**WHAT YOU WILL DO:** Search the entries for the word "Target" and copy each line that has it.

(Records from a data collection)
/---

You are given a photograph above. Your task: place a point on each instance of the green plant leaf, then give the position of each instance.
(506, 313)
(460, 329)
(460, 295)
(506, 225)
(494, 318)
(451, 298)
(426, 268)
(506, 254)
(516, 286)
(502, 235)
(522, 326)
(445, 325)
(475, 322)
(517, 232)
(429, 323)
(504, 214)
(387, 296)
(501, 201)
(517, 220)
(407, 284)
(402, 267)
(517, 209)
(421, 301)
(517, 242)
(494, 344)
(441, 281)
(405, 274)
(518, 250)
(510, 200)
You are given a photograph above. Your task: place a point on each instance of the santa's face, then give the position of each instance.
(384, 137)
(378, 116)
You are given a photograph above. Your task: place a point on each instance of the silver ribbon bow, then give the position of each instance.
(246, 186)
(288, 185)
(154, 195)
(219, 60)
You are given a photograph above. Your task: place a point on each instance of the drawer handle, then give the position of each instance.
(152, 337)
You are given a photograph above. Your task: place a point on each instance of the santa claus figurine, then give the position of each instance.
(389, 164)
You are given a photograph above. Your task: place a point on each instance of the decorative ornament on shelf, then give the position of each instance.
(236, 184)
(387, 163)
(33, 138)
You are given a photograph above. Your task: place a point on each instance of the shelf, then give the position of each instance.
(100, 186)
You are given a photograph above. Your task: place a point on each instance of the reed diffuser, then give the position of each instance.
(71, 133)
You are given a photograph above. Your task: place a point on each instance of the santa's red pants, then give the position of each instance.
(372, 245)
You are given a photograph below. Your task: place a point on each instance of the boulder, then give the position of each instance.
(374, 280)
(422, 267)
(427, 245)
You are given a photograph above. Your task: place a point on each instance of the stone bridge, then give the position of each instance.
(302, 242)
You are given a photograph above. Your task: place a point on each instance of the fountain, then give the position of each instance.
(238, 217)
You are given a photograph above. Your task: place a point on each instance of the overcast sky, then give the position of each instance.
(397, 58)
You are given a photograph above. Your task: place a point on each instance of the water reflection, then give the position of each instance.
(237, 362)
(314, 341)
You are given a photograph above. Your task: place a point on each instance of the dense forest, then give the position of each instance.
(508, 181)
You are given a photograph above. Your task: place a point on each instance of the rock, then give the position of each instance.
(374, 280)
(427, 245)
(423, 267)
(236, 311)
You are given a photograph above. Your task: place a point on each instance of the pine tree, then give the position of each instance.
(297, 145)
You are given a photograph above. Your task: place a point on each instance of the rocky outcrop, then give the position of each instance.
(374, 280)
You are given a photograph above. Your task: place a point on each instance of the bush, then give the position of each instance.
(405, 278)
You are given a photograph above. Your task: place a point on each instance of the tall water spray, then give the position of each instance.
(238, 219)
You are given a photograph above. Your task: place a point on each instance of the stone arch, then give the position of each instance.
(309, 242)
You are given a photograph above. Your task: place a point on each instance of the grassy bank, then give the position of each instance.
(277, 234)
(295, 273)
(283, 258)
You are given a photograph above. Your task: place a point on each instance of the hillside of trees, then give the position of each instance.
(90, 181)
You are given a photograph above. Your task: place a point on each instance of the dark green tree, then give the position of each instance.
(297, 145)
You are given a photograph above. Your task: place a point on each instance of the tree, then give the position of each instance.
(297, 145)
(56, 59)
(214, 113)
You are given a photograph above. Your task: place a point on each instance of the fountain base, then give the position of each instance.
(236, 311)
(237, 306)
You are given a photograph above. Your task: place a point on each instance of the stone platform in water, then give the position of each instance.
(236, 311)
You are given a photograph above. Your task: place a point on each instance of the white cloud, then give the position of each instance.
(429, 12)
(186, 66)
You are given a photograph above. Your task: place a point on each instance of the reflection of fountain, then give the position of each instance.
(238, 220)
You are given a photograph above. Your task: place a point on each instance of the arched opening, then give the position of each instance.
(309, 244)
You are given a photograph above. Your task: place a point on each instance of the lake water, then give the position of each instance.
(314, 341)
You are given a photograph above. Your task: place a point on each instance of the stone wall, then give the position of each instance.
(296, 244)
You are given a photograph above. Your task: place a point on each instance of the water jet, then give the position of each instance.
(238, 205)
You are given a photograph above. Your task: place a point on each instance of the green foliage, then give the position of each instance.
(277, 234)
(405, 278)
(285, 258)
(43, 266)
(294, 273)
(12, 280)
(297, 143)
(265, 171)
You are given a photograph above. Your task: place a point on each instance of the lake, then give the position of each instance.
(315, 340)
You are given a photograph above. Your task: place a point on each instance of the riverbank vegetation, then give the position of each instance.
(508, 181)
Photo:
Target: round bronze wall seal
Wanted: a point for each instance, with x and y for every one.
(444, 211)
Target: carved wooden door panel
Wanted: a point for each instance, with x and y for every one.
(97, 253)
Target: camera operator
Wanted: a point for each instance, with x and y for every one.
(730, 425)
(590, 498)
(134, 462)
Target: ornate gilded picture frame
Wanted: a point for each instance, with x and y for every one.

\---

**ANSWER FOR THIS EXERCISE:**
Target: round bronze wall seal
Target: carved wooden door panel
Target: camera operator
Target: ornate gilded picture frame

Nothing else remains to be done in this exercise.